# [Task data]
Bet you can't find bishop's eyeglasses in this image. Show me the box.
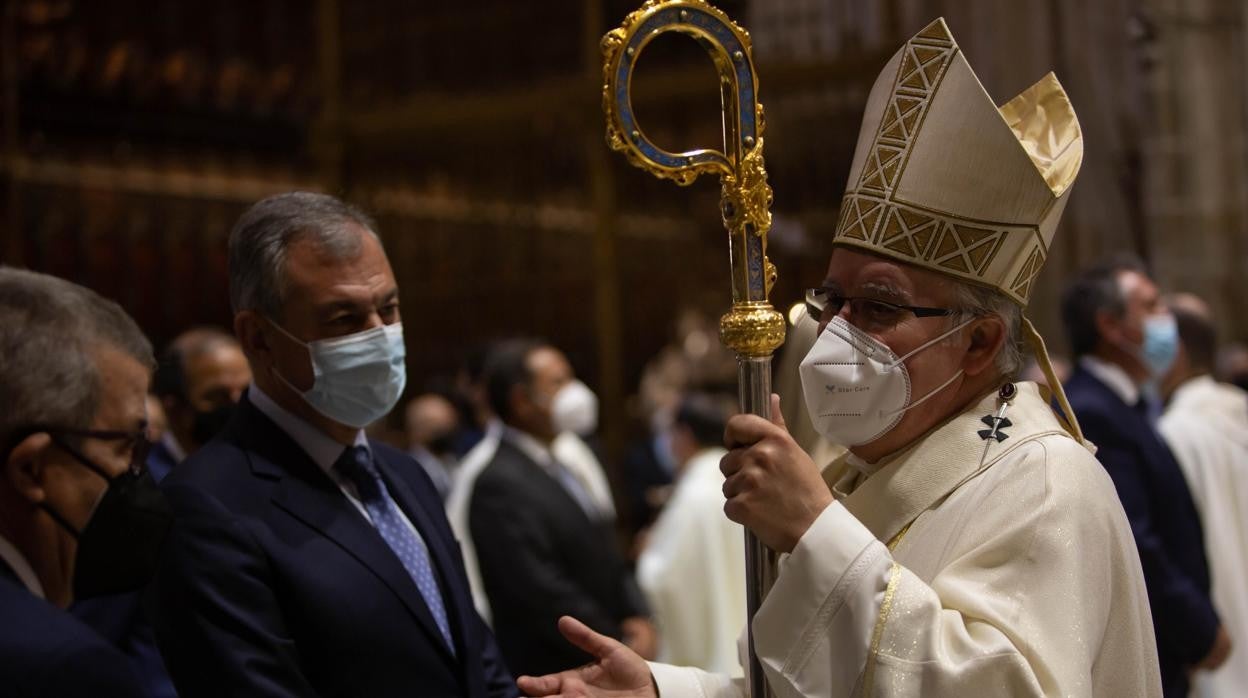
[804,287,956,329]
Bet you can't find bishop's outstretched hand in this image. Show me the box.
[516,616,656,698]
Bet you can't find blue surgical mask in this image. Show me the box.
[1140,313,1179,380]
[270,321,407,428]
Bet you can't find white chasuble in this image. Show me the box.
[650,382,1161,697]
[638,447,746,675]
[1159,376,1248,698]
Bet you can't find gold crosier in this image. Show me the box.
[603,2,783,695]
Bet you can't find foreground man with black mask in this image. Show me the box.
[519,18,1161,698]
[0,267,172,697]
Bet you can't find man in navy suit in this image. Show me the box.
[1061,257,1229,697]
[153,192,517,697]
[0,267,168,697]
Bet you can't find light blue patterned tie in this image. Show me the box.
[550,458,601,520]
[336,445,454,652]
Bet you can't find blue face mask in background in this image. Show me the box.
[270,321,407,428]
[1139,313,1179,380]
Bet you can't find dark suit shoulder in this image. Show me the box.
[475,442,538,489]
[0,579,142,697]
[161,437,274,515]
[165,437,248,485]
[1065,369,1119,410]
[1065,371,1135,434]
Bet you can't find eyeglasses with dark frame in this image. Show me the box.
[805,287,956,326]
[23,426,152,478]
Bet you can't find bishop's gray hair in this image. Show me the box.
[950,281,1024,379]
[228,191,380,320]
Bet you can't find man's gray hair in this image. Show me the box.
[950,280,1024,378]
[228,192,379,319]
[0,267,154,449]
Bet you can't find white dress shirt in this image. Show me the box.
[249,384,429,551]
[160,430,187,464]
[0,532,44,598]
[1079,355,1140,406]
[446,417,504,623]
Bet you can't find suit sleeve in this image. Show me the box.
[469,472,622,641]
[474,607,522,698]
[1080,409,1220,665]
[153,483,321,698]
[619,566,650,621]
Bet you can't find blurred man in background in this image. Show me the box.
[636,392,744,675]
[406,392,461,501]
[1158,292,1248,697]
[469,338,653,677]
[1062,258,1228,696]
[0,267,170,697]
[148,327,251,482]
[448,338,616,625]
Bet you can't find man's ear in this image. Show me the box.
[5,433,53,505]
[1094,308,1122,347]
[507,383,530,424]
[234,311,270,363]
[961,315,1007,377]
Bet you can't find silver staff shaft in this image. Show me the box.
[739,356,779,698]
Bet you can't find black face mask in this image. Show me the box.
[427,432,457,458]
[191,403,236,447]
[41,437,173,600]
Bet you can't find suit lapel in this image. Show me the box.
[497,440,597,529]
[230,398,457,665]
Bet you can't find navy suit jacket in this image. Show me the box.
[0,560,143,697]
[1065,365,1218,697]
[153,396,517,698]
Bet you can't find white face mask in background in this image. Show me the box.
[799,316,972,447]
[550,380,599,436]
[270,321,408,429]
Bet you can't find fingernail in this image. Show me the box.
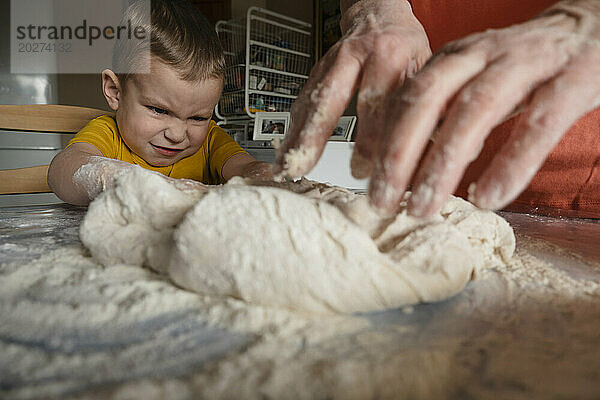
[271,137,282,149]
[369,176,400,217]
[472,180,504,210]
[467,182,477,204]
[276,145,317,179]
[408,183,435,217]
[350,150,372,179]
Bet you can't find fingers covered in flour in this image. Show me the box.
[371,1,600,216]
[407,53,566,217]
[274,0,431,180]
[368,51,487,216]
[470,49,600,209]
[272,44,362,179]
[351,23,430,180]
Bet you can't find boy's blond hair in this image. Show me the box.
[113,0,226,86]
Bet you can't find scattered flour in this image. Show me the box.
[2,167,599,399]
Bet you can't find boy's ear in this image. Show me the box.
[101,69,122,111]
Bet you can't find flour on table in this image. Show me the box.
[80,166,515,314]
[4,166,600,400]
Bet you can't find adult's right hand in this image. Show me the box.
[273,0,431,179]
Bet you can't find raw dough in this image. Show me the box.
[81,166,515,314]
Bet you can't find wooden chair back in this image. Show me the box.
[0,105,109,195]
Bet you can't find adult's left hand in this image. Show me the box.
[374,0,600,217]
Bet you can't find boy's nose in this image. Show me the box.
[164,122,187,143]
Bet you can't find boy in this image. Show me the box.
[48,0,272,206]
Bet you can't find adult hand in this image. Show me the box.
[273,0,431,179]
[398,0,600,217]
[277,0,600,218]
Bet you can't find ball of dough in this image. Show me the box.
[168,185,498,314]
[80,166,202,273]
[81,167,515,314]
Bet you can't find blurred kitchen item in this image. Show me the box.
[0,0,58,106]
[305,142,368,191]
[0,74,58,105]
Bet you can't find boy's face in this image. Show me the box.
[112,60,223,167]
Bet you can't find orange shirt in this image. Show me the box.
[409,0,600,217]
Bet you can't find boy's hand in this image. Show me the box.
[49,141,214,205]
[48,142,132,205]
[222,153,274,182]
[72,156,134,201]
[73,155,210,199]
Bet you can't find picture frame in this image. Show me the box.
[252,112,290,140]
[329,116,357,142]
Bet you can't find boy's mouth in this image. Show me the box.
[151,143,184,157]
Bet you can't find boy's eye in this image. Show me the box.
[147,106,168,115]
[190,116,208,122]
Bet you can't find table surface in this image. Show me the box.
[500,211,600,262]
[1,204,599,399]
[2,203,598,268]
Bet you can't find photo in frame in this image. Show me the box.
[252,112,290,140]
[329,116,357,142]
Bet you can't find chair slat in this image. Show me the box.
[0,105,110,133]
[0,165,51,194]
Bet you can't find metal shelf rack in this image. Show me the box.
[215,7,312,136]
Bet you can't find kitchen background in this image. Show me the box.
[0,0,364,207]
[0,0,319,109]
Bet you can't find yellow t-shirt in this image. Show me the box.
[67,115,246,184]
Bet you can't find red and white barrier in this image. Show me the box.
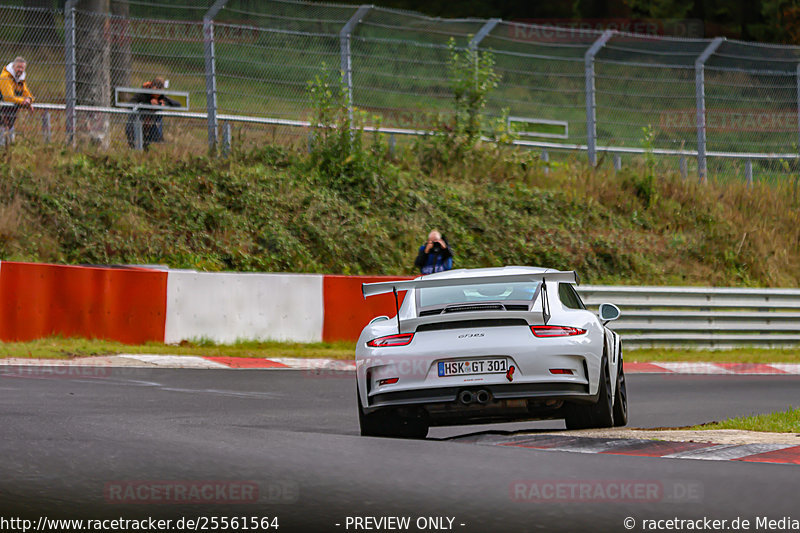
[3,261,799,351]
[0,261,402,344]
[0,260,167,344]
[164,270,324,344]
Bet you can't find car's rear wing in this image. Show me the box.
[361,271,578,298]
[362,270,579,332]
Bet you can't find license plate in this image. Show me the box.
[438,358,508,377]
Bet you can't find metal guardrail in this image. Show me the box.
[578,285,800,349]
[5,102,800,170]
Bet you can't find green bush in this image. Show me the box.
[305,66,389,196]
[0,119,799,286]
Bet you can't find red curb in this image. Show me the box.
[203,357,290,368]
[624,362,668,373]
[735,445,800,464]
[499,436,583,449]
[715,363,787,374]
[600,440,718,457]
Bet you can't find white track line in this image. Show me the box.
[117,354,230,369]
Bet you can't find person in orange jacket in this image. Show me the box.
[0,56,34,144]
[0,57,34,140]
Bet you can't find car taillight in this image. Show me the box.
[366,333,414,347]
[531,325,587,337]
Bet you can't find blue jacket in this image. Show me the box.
[414,243,453,275]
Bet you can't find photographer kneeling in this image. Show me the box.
[414,230,453,275]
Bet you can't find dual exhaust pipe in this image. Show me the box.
[458,389,491,405]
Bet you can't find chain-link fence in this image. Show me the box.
[2,0,800,183]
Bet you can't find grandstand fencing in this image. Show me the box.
[1,0,800,183]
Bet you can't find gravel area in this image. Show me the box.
[557,427,800,445]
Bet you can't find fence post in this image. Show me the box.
[613,153,621,172]
[203,0,228,152]
[745,158,753,187]
[695,37,724,184]
[42,110,51,143]
[133,109,143,151]
[340,5,371,126]
[680,156,687,180]
[796,63,800,163]
[222,122,231,156]
[64,0,77,147]
[585,30,614,167]
[541,150,549,174]
[469,18,501,89]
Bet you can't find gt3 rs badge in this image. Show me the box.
[506,365,515,382]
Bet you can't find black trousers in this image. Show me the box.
[0,105,19,129]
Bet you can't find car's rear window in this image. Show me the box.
[418,282,540,308]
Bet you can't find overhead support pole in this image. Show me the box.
[204,0,228,151]
[340,5,372,125]
[469,18,501,93]
[64,0,77,147]
[469,18,500,50]
[585,30,614,167]
[695,37,724,183]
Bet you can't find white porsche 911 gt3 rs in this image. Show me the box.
[355,266,627,438]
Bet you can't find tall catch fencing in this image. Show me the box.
[1,0,800,183]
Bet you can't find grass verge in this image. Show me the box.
[4,338,800,363]
[0,337,355,360]
[691,407,800,433]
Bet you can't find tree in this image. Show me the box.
[110,0,131,92]
[623,0,695,19]
[760,0,800,42]
[76,0,110,145]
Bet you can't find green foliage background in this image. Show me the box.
[1,138,800,287]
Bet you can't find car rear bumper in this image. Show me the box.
[365,381,592,410]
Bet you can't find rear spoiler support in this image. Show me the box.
[541,278,550,324]
[393,286,401,334]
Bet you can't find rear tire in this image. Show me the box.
[564,357,615,429]
[357,389,428,439]
[612,357,628,427]
[563,403,592,430]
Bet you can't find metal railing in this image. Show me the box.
[3,0,800,182]
[579,285,800,349]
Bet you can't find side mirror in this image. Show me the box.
[598,303,621,324]
[369,315,390,325]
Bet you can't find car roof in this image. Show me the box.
[415,266,552,282]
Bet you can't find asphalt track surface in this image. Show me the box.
[1,367,800,532]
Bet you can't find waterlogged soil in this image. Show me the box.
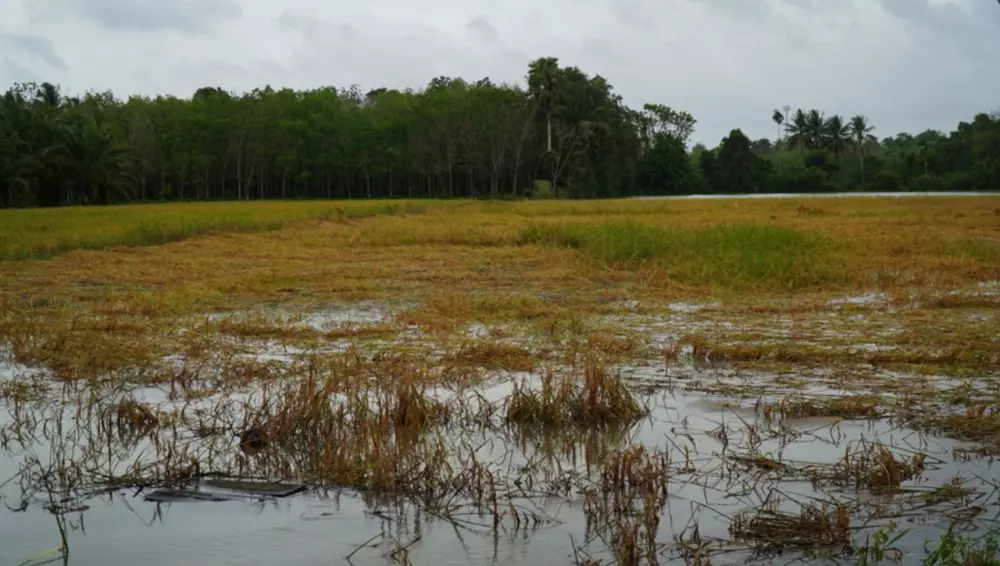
[2,284,1000,566]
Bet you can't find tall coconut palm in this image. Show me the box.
[823,115,852,165]
[60,114,131,205]
[848,115,875,186]
[527,57,560,154]
[772,109,785,173]
[784,109,809,150]
[771,109,784,144]
[805,109,825,149]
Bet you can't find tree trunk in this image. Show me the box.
[447,154,454,198]
[546,111,552,153]
[236,148,243,200]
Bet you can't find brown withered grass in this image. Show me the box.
[0,197,997,384]
[730,500,852,553]
[505,362,648,427]
[0,196,998,563]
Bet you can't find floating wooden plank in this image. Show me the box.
[143,489,234,503]
[202,478,307,497]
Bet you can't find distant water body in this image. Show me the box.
[632,191,998,200]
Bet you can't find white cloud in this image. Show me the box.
[0,0,996,144]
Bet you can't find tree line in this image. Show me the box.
[1,57,997,208]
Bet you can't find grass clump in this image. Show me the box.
[583,445,671,566]
[828,440,927,491]
[102,398,162,444]
[0,379,48,403]
[215,363,456,492]
[442,342,537,372]
[520,220,842,289]
[759,394,883,421]
[729,501,852,553]
[916,402,1000,444]
[505,362,647,427]
[922,524,1000,566]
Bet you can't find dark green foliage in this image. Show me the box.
[638,134,694,195]
[873,170,903,192]
[703,129,768,194]
[1,68,999,208]
[1,63,674,206]
[774,165,830,194]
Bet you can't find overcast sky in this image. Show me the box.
[0,0,996,145]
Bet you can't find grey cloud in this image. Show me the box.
[276,10,356,40]
[0,57,43,86]
[276,10,321,35]
[29,0,242,34]
[466,16,499,43]
[607,0,655,31]
[0,33,67,70]
[3,0,998,146]
[876,0,998,56]
[581,38,614,59]
[691,0,772,22]
[879,0,997,26]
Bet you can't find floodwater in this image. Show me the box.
[632,191,999,200]
[3,368,997,565]
[2,297,1000,566]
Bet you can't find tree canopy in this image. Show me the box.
[1,57,997,208]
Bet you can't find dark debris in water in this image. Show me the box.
[143,477,307,502]
[143,489,235,503]
[202,478,307,497]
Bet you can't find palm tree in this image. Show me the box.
[805,109,825,149]
[784,109,809,150]
[772,109,785,173]
[848,115,875,186]
[527,57,560,154]
[60,114,132,205]
[823,115,852,165]
[539,68,612,193]
[772,109,784,144]
[34,82,62,109]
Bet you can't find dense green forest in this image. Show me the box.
[1,57,998,208]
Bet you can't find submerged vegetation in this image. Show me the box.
[0,196,999,564]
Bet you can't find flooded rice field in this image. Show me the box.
[2,283,1000,566]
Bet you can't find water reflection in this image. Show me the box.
[2,352,999,566]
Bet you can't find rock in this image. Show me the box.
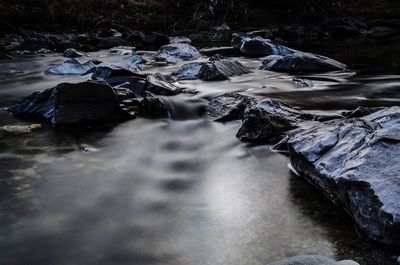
[63,48,84,58]
[287,107,400,248]
[8,81,132,126]
[237,98,305,143]
[200,46,239,57]
[91,66,140,81]
[207,93,255,121]
[172,62,204,80]
[45,58,96,75]
[260,52,347,73]
[0,35,24,51]
[0,51,13,60]
[199,57,251,81]
[91,66,147,96]
[110,54,146,72]
[367,26,399,38]
[141,91,168,118]
[172,56,250,81]
[169,36,192,44]
[1,124,41,135]
[126,31,170,50]
[109,46,134,55]
[21,36,50,51]
[325,18,367,38]
[232,34,295,57]
[188,31,231,46]
[152,43,201,63]
[267,255,359,265]
[146,73,181,96]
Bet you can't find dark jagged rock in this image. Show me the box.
[261,52,347,73]
[8,81,127,126]
[172,56,250,81]
[207,93,255,122]
[141,91,168,118]
[287,107,400,248]
[342,106,385,118]
[237,99,305,143]
[110,54,146,72]
[91,66,147,96]
[152,44,201,63]
[172,62,203,80]
[146,73,181,96]
[199,56,251,81]
[63,48,84,58]
[267,255,359,265]
[45,58,96,75]
[232,34,295,57]
[126,31,169,49]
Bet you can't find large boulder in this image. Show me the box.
[267,255,359,265]
[287,107,400,248]
[232,34,295,57]
[8,81,127,126]
[172,56,250,81]
[207,93,256,122]
[261,52,347,73]
[45,58,96,75]
[152,43,201,63]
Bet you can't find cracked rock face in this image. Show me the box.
[287,107,400,248]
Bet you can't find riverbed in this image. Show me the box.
[0,37,399,265]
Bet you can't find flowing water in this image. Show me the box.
[0,37,400,265]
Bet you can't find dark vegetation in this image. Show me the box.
[1,0,400,34]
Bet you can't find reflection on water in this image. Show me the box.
[0,38,399,265]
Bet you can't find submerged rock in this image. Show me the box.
[267,255,359,265]
[172,56,250,81]
[261,52,347,73]
[110,54,146,72]
[152,44,201,63]
[63,48,84,58]
[287,107,400,248]
[45,58,96,75]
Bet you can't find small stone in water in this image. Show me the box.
[1,124,42,134]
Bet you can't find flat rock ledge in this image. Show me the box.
[208,92,400,248]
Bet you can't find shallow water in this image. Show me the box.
[0,38,400,265]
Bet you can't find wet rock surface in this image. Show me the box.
[267,255,359,265]
[45,58,96,75]
[152,43,201,63]
[287,107,400,248]
[172,56,250,81]
[63,48,84,58]
[8,81,128,126]
[261,52,347,73]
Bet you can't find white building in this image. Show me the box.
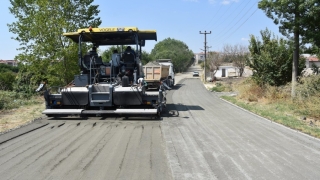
[301,54,320,68]
[0,60,18,66]
[194,52,205,64]
[208,64,252,78]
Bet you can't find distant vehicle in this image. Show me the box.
[193,71,199,77]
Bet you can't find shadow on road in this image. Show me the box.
[162,103,204,118]
[170,83,184,90]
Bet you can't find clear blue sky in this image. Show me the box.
[0,0,284,60]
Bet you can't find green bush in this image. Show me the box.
[248,29,305,86]
[296,75,320,98]
[0,72,16,90]
[294,75,320,118]
[210,83,225,92]
[0,91,41,110]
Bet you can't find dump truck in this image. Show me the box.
[38,26,168,118]
[143,59,174,89]
[143,61,170,89]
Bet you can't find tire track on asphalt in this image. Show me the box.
[42,122,117,180]
[115,124,144,180]
[0,122,64,155]
[150,124,173,180]
[77,123,136,180]
[0,122,76,169]
[115,125,138,179]
[8,122,93,180]
[130,123,153,180]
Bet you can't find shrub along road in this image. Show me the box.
[0,69,320,179]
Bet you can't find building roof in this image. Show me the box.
[308,56,319,62]
[301,54,319,62]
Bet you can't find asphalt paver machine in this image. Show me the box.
[41,27,167,118]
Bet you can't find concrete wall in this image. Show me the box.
[208,66,253,78]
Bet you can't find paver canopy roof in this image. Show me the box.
[63,27,157,46]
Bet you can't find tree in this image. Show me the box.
[150,38,194,72]
[0,72,16,91]
[0,64,19,91]
[8,0,101,88]
[0,63,19,73]
[140,51,153,65]
[207,51,223,80]
[258,0,317,96]
[301,44,320,57]
[223,44,249,77]
[248,29,305,86]
[302,3,320,47]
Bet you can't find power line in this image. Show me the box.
[206,2,237,30]
[205,4,223,30]
[215,8,259,45]
[215,4,258,44]
[212,0,253,39]
[213,1,258,42]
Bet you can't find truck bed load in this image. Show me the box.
[142,61,174,89]
[143,61,170,81]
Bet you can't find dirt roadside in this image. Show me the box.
[0,100,45,133]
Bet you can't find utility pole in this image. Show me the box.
[199,31,211,82]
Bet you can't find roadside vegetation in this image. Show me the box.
[208,28,320,138]
[0,92,44,133]
[0,63,45,133]
[217,75,320,138]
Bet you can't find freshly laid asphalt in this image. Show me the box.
[1,65,320,180]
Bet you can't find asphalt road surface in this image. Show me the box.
[1,67,320,180]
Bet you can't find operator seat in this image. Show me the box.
[122,52,135,74]
[83,55,103,67]
[122,52,135,64]
[94,56,103,66]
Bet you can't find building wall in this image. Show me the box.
[194,53,205,64]
[209,66,253,78]
[215,66,238,78]
[307,61,320,68]
[0,60,18,67]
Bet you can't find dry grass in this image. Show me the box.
[210,77,244,92]
[0,96,45,133]
[236,78,264,102]
[223,75,320,138]
[294,75,320,119]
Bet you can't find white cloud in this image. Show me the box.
[241,38,249,41]
[221,0,239,5]
[208,0,216,4]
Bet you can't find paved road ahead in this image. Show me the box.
[1,68,320,180]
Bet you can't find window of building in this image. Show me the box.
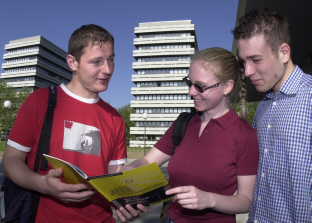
[137,32,192,39]
[134,107,191,114]
[136,56,190,62]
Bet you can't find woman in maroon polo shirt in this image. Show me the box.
[119,47,259,223]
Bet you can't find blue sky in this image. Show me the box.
[0,0,239,109]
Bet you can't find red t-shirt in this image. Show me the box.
[8,84,127,223]
[155,110,259,223]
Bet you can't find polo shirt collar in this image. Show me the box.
[195,109,237,130]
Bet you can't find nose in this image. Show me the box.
[101,60,114,75]
[244,62,255,77]
[189,84,198,97]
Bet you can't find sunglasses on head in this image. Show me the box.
[183,76,221,93]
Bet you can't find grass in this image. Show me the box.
[127,147,149,152]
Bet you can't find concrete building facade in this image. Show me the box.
[1,36,72,91]
[129,20,198,149]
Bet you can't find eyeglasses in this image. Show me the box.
[183,77,221,93]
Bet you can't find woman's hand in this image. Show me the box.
[166,185,215,210]
[166,175,256,214]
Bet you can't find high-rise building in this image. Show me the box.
[1,35,72,91]
[130,20,198,149]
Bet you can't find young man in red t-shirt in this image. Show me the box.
[4,24,138,223]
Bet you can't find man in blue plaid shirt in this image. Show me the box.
[233,9,311,223]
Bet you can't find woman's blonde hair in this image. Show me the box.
[191,47,241,102]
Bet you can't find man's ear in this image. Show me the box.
[223,79,234,96]
[278,43,291,63]
[67,54,78,72]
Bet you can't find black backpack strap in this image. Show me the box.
[34,85,57,171]
[172,109,196,147]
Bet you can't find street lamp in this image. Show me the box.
[1,100,12,141]
[3,100,12,109]
[142,112,147,155]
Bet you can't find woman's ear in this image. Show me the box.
[223,80,234,96]
[66,54,78,72]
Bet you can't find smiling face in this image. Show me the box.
[188,60,233,117]
[67,42,114,98]
[237,34,289,92]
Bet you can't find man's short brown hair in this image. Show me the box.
[233,9,291,52]
[68,24,114,61]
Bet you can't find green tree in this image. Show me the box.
[118,104,134,145]
[0,81,30,140]
[231,64,259,124]
[233,101,258,124]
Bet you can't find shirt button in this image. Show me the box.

# [Exercise directions]
The answer should consist solely of the lines from the one that contains "Bet you can't find woman's blonde" through the end of the material above, copied exactly.

# [Task answer]
Bet you can't find woman's blonde hair in this image. Show me the box.
[191,47,241,102]
Bet you can't find man's ear in this image. Show me the box.
[223,79,234,96]
[278,43,291,63]
[67,54,78,72]
Bet you can't find black backpack strap in this image. Show me the box.
[34,85,57,171]
[172,109,196,147]
Bet you can't find street lamp in this image. Show me the box.
[1,100,12,141]
[3,100,12,109]
[142,112,147,155]
Bet you can't find woman's ear in this image. Show me the box.
[223,80,234,96]
[66,54,78,72]
Bet you can't find smiling face in this image. Show me the box.
[188,60,233,117]
[67,42,114,98]
[237,34,289,92]
Bet you can't find man's short brown hair in this image. Show me the box.
[233,9,291,52]
[68,24,114,61]
Bet you can't find green tree in this image. Show me the box.
[118,104,134,145]
[0,81,30,140]
[231,64,259,124]
[233,101,258,124]
Bet you can't find shirt button in this image. Show me the box.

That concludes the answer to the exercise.